- _What the task requires_
Write out all of the data exactly as it appears.

(Region pointing data)
##########

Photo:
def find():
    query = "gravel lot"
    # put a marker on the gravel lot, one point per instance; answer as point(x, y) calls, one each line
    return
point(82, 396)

##########

- _Solution for this exercise_
Photo:
def find():
    query = "gravel lot"
    # put a marker on the gravel lot, one point per instance; answer as point(x, y) calls, one each line
    return
point(82, 396)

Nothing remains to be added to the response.